**Source text**
Sequence and Structure

How exactly do DNA and protein sequences relate to biological function? Which subsequences are critical, and which are of little importance? These open questions can be answered to a great degree by comparison of the many complete and draft genomes.

The billion year experiment of eukaryotic evolution has experimentally tested every DNA and protein residue to optimise organismal function. Even between 'close' species such as human and mouse, over two thirds of all unselected residues have been altered, and by comparing several complete or almost complete genomes (human, chimp, rat, mouse), we see the results of almost complete mutagenesis of the mammalian genome. Comparison of orthologs ('phylogenetic footprinting') shows regions and residues key for structure and function, including novel domains, active motifs and post-translational modification sites, conserved secondary structure elements and other regions.

**Directions**
1. In the text on sequence and structure, what name is given to the comparison of orthologs?
2. Continue the text on sequence and structure from its last sentence.

**Extracted records**
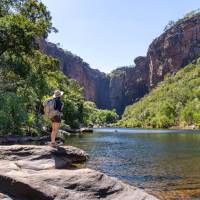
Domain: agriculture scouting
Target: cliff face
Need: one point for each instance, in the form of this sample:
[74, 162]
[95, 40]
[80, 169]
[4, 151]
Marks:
[128, 84]
[174, 49]
[95, 83]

**Answer set**
1. Phylogenetic footprinting.

2.
Raw comparison of genomes yields large amounts of conflicting data. We use proprietary techniques and expert curation to determine regions and residues that are under functional or structural pressure to be conserved.

The result is a map for any protein or genomic region showing for any subset of genomes the level of selective pressure on any residue, motif or region, and for protein sequences, an interpretation of how much of such conservation is for structural, as opposed to functional reasons. For DNA regions, such comparisons are used to find important control elements in promoters, and have been successfully used to build transcriptional networks in silico.